#### The request:
Print the lines from the one containing "the car tire" through the one containing "column 367, row 45", both included, reproducing each without any change.

Excerpt from a dataset
☆ ☆ ☆ ☆

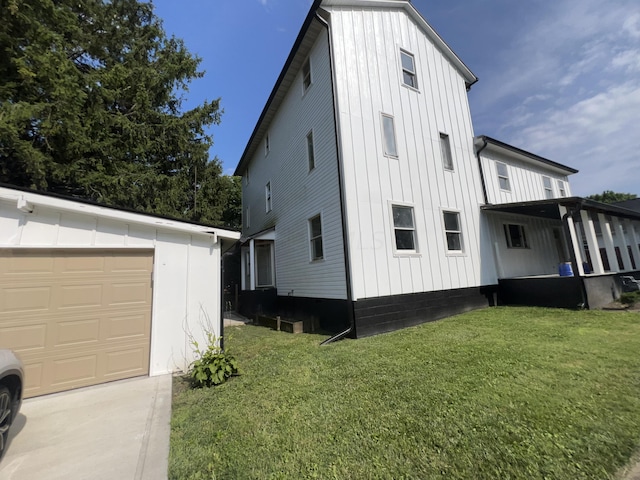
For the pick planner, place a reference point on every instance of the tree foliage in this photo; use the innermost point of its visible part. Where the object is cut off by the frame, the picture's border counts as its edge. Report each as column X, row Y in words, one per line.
column 609, row 196
column 91, row 95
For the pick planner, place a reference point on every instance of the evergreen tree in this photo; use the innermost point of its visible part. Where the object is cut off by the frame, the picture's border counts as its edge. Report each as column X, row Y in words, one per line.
column 91, row 96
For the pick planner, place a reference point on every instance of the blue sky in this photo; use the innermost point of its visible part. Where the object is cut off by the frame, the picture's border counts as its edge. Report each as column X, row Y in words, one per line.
column 560, row 79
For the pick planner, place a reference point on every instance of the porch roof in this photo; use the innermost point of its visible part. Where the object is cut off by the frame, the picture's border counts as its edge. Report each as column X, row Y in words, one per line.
column 548, row 208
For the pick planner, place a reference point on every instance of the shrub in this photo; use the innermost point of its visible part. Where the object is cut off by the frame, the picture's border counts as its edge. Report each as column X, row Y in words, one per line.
column 212, row 365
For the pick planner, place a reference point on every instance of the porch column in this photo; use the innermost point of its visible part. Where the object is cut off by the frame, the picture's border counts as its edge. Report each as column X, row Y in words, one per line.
column 608, row 243
column 574, row 240
column 633, row 238
column 252, row 259
column 592, row 241
column 622, row 243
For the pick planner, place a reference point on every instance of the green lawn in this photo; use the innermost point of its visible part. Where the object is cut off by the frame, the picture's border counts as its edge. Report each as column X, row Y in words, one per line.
column 500, row 393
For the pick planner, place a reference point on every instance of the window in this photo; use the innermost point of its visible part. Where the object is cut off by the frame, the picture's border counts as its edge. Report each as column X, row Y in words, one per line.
column 306, row 75
column 453, row 231
column 515, row 236
column 404, row 228
column 408, row 69
column 267, row 196
column 445, row 150
column 315, row 237
column 503, row 176
column 548, row 189
column 310, row 153
column 389, row 133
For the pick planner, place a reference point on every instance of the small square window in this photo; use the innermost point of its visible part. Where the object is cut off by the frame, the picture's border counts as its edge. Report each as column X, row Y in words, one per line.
column 315, row 238
column 389, row 133
column 306, row 75
column 408, row 69
column 310, row 152
column 445, row 150
column 267, row 196
column 453, row 231
column 503, row 176
column 548, row 188
column 515, row 236
column 404, row 228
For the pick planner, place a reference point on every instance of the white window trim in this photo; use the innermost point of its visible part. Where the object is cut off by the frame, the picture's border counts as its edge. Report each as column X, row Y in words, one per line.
column 503, row 176
column 404, row 253
column 448, row 154
column 268, row 198
column 507, row 238
column 309, row 233
column 414, row 73
column 453, row 253
column 313, row 151
column 395, row 138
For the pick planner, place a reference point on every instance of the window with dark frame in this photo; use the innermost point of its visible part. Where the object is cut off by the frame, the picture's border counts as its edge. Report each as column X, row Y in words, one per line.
column 503, row 176
column 453, row 231
column 445, row 150
column 306, row 75
column 315, row 238
column 310, row 153
column 404, row 228
column 408, row 69
column 515, row 235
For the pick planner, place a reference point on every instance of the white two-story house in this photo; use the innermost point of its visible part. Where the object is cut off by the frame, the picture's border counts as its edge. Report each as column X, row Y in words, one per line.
column 367, row 202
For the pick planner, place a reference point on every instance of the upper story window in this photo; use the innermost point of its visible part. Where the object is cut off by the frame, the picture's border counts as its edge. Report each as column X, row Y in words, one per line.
column 503, row 176
column 515, row 236
column 408, row 69
column 315, row 238
column 404, row 228
column 267, row 197
column 306, row 75
column 311, row 157
column 453, row 231
column 389, row 133
column 561, row 189
column 548, row 188
column 445, row 150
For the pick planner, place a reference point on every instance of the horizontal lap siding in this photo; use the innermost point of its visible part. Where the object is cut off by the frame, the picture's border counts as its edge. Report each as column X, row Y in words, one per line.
column 298, row 194
column 368, row 82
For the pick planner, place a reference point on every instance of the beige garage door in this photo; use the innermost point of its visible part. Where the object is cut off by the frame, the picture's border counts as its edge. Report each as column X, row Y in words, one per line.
column 76, row 317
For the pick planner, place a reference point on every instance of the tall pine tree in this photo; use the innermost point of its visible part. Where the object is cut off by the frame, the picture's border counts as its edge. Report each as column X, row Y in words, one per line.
column 91, row 98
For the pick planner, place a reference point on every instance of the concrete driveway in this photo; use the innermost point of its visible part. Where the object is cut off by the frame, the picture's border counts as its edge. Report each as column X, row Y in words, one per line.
column 116, row 430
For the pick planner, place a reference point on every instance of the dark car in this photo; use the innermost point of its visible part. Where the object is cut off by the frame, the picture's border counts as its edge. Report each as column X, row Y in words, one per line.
column 11, row 378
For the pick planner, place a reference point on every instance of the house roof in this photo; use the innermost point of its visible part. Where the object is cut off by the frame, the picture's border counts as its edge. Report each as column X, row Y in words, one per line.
column 26, row 199
column 309, row 32
column 501, row 147
column 549, row 208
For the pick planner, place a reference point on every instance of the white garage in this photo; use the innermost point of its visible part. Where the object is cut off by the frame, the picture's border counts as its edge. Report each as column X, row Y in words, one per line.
column 91, row 294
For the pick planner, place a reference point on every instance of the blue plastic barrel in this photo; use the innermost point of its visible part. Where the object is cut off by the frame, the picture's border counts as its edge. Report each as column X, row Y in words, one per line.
column 565, row 270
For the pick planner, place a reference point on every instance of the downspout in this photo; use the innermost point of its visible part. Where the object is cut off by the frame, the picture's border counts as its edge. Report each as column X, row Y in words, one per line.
column 343, row 213
column 484, row 186
column 572, row 212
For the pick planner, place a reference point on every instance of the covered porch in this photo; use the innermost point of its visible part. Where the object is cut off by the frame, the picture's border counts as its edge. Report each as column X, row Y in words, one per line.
column 564, row 252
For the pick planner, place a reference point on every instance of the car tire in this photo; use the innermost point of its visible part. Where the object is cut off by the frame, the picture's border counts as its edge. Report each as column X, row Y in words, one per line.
column 6, row 416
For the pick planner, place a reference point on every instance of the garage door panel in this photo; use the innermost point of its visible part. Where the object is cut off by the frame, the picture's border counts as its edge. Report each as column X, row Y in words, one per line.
column 79, row 323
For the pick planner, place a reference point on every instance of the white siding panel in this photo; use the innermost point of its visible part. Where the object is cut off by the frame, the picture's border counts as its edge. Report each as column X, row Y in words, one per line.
column 298, row 194
column 367, row 45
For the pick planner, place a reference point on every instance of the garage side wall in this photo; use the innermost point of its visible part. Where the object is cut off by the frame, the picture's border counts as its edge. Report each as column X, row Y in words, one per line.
column 186, row 277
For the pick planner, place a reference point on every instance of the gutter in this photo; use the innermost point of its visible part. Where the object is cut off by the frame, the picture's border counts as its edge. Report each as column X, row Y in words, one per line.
column 343, row 213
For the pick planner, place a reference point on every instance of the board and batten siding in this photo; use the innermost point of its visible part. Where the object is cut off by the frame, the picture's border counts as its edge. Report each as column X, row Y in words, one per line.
column 297, row 193
column 186, row 278
column 366, row 48
column 525, row 179
column 541, row 257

☆ ☆ ☆ ☆

#### Complete answer:
For the pick planner, place a reference point on every instance of the car tire in this photo; use the innermost point of its visible part. Where the object is cut off by the frame, the picture's border counts as its edge. Report each as column X, row Y in words, one per line.
column 6, row 416
For the pick planner, place a reference point on every instance of the garage door panel in this photo; use the innermost point of its visible part. Where the object is cut off by the frame, the picture's border counts as its edge. Report each as column X, row Y in words, one per line.
column 79, row 323
For the pick planner, place a reference point on every instance of the white siding panel in this photo; use the innermost point of its visible part. Where the object is cut off by the frame, the picture's border counts as its edge. Report each as column X, row Y in words, one per line.
column 298, row 194
column 367, row 45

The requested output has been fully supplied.